Text segment →
━━━━━━━━━━━━━━━━━━━━
Proposed features/Telecom local loop
|Telecom local loop|
|Status:||Proposed (under way)|
|Definition:||Introducing new values to depict telecom local loops, with some keys to map this network in a consistent way.|
Telecom local loops are the last-mile networks reaching subscribers to connect them to their provider service equipments. A lot of cabling, going from telecom central offices to houses and buildings, is installed in underground pipes or on poles when overhead. Street cabinets can be used for cross-connection at mid-distance.
It may be a great benefit for OSM to setup tagging to describe visible cables and cabinets in the street. This will improve pavement accessibility mapping, telecom infrastructure knowledge and cutting-edge Fibre To The House networks rollout.
Currently, some features are mapped with inappropriate tagging which clutter the map a bit. This proposal will solve some issues about this too.
Here are some definitions to have in mind :
- Exchange (722-06-05) : A place (i.e physically a building or a cabinet) containing several services equipments including telecom switches, transmission and amplification equipment, main and/or secondary distribution frames. It connects local loops (subscribers side) to backbone and long distance networks.
- Local loop (721-16-04) : A physical set of cables connecting subscribers to multiplexers or switches in the central office. It represents the last mile network.
- Main distribution frame (714-19-01) : An equipment inside the central office intended to make semi-permanent connections between lines coming from subscribers through local loop to service devices
- Connection point (722-12-18) : A place (i.e usually a cabinet in the street but can be a building too) containing equipment to connect incoming local loop lines to subscribers lines. They can be known as primary or secondary depending of the hierarchy of the network.
- Distribution point (722-12-19) : Final local loop point on the subscriber side. It connect public cables to private wires in households or buildings.
It is proposed to use telecom=* key to map telecom copper, fibre and coaxial local loops networks. It will act as the main placeholder for values regarding cabling, dedicated technical buildings and eventually devices if applicable.
The proposal will rely on existing and defined man_made=street_cabinet and describe more precisely the different kinds of networks components and functions. Network mediums will also be introduced with the help of telecom:medium=*
- telecom:medium=copper for twisted copper pair networks (old telephone service)
- telecom:medium=fibre for "fibre to the X" networks
- telecom:medium=coaxial for coaxial cable networks (television service)
Tagging of each features is detailed below. This is certainly a bit complex and strongly technical document to read. Wikipedia links are given as often as possible. This proposal is also a good opportunity to provide a strong frame for such a particular set of features as to not clutter other keys on the map.
━━━━━━━━━━━━━━━━━━━━
Actions to take →
- a) Answer these questions using the telecom local loop proposal:
(i) Which key is proposed as the main placeholder for mapping copper, fibre and coaxial local loop networks?
(ii) Which network type does telecom:medium=coaxial describe?
(iii) How does the proposal define a distribution point?
- b) Continue the telecom local loop proposal after its last sentence.
The records are not needed for this.
━━━━━━━━━━━━━━━━━━━━
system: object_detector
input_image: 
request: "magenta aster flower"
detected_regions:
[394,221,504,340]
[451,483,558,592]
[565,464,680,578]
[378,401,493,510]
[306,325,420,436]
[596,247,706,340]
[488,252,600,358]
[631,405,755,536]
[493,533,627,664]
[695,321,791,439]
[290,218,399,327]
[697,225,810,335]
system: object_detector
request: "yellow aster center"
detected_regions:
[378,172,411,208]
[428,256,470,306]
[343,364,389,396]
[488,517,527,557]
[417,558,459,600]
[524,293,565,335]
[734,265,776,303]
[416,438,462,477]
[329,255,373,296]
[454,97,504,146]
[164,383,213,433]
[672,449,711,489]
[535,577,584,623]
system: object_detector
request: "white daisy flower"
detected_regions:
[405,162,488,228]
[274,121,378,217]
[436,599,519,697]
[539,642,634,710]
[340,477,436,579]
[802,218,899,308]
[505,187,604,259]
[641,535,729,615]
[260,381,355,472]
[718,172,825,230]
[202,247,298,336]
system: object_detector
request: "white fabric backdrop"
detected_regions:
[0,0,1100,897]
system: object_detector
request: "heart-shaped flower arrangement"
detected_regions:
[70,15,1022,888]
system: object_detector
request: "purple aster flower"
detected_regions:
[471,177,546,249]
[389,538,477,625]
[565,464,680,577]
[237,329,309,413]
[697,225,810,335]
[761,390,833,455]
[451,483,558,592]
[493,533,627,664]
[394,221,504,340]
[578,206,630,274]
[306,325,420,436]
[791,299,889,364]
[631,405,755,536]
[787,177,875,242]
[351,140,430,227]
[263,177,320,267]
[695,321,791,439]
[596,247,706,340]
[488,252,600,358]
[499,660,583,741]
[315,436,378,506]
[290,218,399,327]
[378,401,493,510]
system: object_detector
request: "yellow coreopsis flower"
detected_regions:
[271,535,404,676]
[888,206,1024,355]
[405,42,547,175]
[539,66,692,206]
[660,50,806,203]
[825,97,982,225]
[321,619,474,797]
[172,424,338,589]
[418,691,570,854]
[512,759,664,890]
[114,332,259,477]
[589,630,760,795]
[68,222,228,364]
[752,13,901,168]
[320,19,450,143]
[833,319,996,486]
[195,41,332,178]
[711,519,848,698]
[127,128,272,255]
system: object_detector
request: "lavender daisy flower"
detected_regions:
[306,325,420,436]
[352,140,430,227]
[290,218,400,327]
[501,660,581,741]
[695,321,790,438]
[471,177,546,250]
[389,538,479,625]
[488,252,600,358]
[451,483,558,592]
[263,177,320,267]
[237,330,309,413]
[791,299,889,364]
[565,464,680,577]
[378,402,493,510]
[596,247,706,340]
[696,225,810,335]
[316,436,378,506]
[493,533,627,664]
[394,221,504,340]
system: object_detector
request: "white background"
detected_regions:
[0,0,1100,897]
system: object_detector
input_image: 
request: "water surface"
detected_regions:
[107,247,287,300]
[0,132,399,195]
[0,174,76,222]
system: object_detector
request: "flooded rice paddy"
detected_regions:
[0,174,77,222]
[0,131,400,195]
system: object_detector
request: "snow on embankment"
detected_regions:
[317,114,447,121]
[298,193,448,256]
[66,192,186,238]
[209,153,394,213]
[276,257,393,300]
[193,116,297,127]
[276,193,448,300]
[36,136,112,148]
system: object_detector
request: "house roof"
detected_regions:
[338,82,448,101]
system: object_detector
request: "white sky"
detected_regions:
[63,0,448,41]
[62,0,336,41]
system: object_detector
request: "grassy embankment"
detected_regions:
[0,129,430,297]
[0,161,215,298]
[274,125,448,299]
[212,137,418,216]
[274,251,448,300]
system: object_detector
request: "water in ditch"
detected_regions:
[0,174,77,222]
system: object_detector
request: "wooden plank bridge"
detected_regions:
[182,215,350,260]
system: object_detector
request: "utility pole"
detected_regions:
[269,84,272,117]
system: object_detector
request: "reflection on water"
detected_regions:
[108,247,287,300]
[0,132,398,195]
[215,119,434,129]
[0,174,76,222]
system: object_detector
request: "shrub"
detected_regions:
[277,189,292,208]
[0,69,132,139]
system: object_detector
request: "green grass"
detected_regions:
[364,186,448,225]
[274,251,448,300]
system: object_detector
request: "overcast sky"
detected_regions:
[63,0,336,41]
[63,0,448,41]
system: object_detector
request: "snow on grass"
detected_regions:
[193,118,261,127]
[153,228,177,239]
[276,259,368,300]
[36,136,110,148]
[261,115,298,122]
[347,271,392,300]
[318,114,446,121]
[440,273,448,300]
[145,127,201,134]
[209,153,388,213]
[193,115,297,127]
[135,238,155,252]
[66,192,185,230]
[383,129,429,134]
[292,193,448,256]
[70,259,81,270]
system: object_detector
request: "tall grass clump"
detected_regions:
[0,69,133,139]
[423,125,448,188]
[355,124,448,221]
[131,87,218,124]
━━━━━━━━━━━━━━━━━━━━
Set of answers →
- a)
(i) telecom=*
(ii) Coaxial cable networks (television service)
(iii) It is the final local loop point on the subscriber side, where public cables connect to private wires in households or buildings.

- b)
How to map
"Central offices" and "connection points" are logical network elements. They are usually hosted in dedicated buildings or street cabinets. However, some of these elements can sometimes be found together in the same physical place, or even in buildings shared with other kinds of infrastructure.
When a building hosts only a single network element (central office, connection point…), just draw an area around the building and use the tags defined below directly on the building.
Whenever several network elements cohabit in the same building, please draw the building as an area, but then put telecom=* tags on separate OSM nodes inside. For instance, when a central office is known to host both copper and fibre service, two OSM nodes should be used with telecom:medium=copper on the first one and telecom:medium=fibre on the second one.
This distinction will allow to precisely follow the life cycle of both technologies, without any interference coming from the fact that they can be hosted in the same physical location.
A central office is a building, a part of a building or in some countries a street cabinet which connect a subscriber's home with the service provider devices. A lot of switching equipments are located in central offices, including the Main Distribution Frame which is actually inside the building (and shouldn't be confused with the real building).
|telecom||exchange||The exchange building should be mapped as for those which are located in a dedicated building. For the others (recent ones in street cabinets, part of building,...), a may be used.||mandatory|
|building||service||When located in a dedicated building.||optional|
|man_made||street_cabinet||When the central office is in a street cabinet.||optional|
|street_cabinet||telecom||required with man_made=street_cabinet|
|telecom:medium||<medium type>||The type of local loop it is used to. See below for possible values.||recommended|
|operator||<operator>||The name of the company that operates the central.||recommended|
|owner||<owner>||The name of the organization which has the ownership of the central (State or local administritive organisation for example)||optional|
|ref||<reference>||Central office reference if applicable. See ref:FR:PTT=* or ref:FR:Orange=* for French example||recommended|
Local loops medium
This key describes the medium on the local loop side. For instance, a central office for xDSL won't have the fibre value, even though it may be connected to a backbone network with optical fibre.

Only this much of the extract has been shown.